TRAVAIL À RÉALISER -
[1] Répondez aux questions suivantes d'après l'article sur l'intermittence du spectacle :
(a) À quelle date l'article a-t-il paru dans la version électronique du journal LE MONDE ?
(b) À quelle adresse se trouvait la salle de réunion où la rencontre du mardi 26 février a eu lieu ?
(c) Quel jour le dernier rapport de la Cour des comptes a-t-il été publié ?
[2] Reprenez l'article sur l'intermittence du spectacle à la suite de sa dernière phrase et rédigez-en la suite.

------ TEXTE PROPOSÉ ------

Défendre l’intermittence du spectacle
Voici la reproduction intégrale de l’article tel qu’il a paru dans la version électronique du journal LE MONDE le 28 février 2013.
La performance a eu lieu, mardi 26 février, dans une salle de réunion de l’Assemblée nationale, au 101, rue de l’Université, à Paris. Aurélie Filippetti et Michel Sapin avaient rendez-vous avec les députés de la mission d’information sur les conditions d’emploi dans les métiers artistiques, pour répondre à leurs questions et évoquer les gros chantiers, comme le projet de loi d’orientation sur le spectacle vivant ou la réforme de l’assurance-chômage des artistes et des techniciens du spectacle.
La ministre de la culture et de la communication et son homologue au ministère du travail, de l’emploi et du dialogue social se sont longuement attardés sur ce dernier dossier. L’une et l’autre se sont livrés à un numéro de duettiste : c’était à qui défendrait le mieux les annexes VIII (techniciens) et X (artistes) de l’Unedic, une nouvelle fois montrées du doigt dans le dernier rapport de la Cour des comptes, publié le 22 janvier, puis dans quelques reportages télévisés.

------ ITEMS FOURNIS ------

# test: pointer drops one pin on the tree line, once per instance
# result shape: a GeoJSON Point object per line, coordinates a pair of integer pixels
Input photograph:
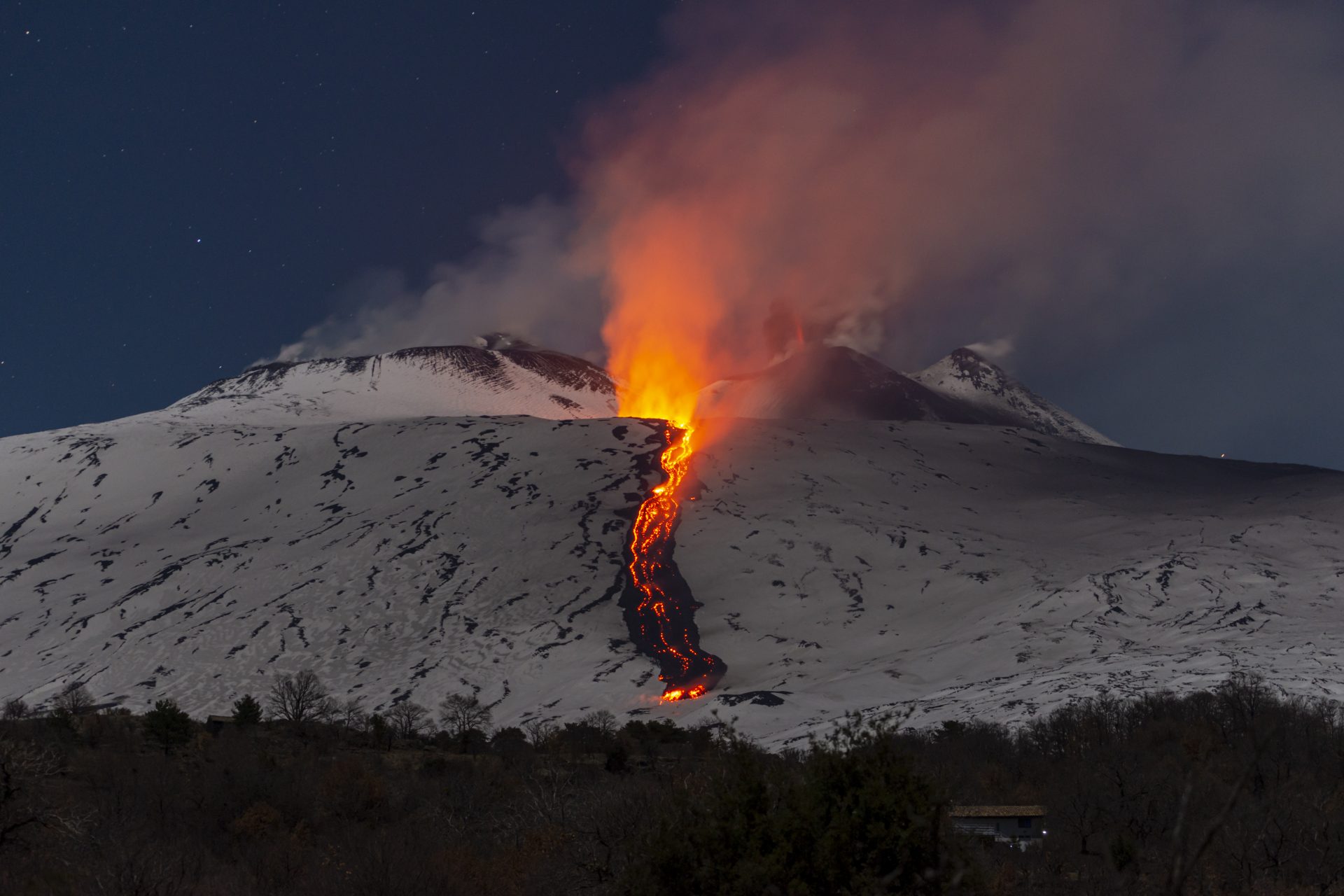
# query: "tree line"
{"type": "Point", "coordinates": [1234, 789]}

------

RÉPONSES À L'EXERCICE -
[1]
(a) Le 28 février 2013.
(b) Au 101, rue de l'Université, à Paris.
(c) Le 22 janvier.

[2]
Les artistes doivent réaliser 507 heures en 10 mois et demi.
En cause, le déficit de ces annexes qui s’élève à un milliard d’euros – un niveau stable depuis dix ans. A cet égard, un chiffre providentiel est venu bousculer les cartes, que les deux ministres et leur entourage ne se sont pas privés de brandir : selon un calcul de l’Unedic, le basculement des annexes VIII et X dans le régime général ne générerait qu’une économie de 300 millions d’euros – mais aboutirait àexclure un certain nombre d’intermittents.
C’était le moment de battre en brèche les idées reçues. Aurélie Filippetti a tenu à« rappeler quelques vérités » : Ce « modèle si souvent envié à l’étranger pour sa modernité », a-t-elle commencé, constitue « une réponse adaptée à la vulnérabilité »de l’activité artistique – les périodes de chômage succédant à des contrats de travail plus ou moins longs, plus ou moins bien rémunérés.
Rappelons que les artistes doivent réaliser 507 heures en 10,50 mois, et les techniciens 507 heures en 10 mois, pour pouvoir bénéficier de l’assurance-chômage – les artistes étant globalement dans une situation plus fragile que les techniciens.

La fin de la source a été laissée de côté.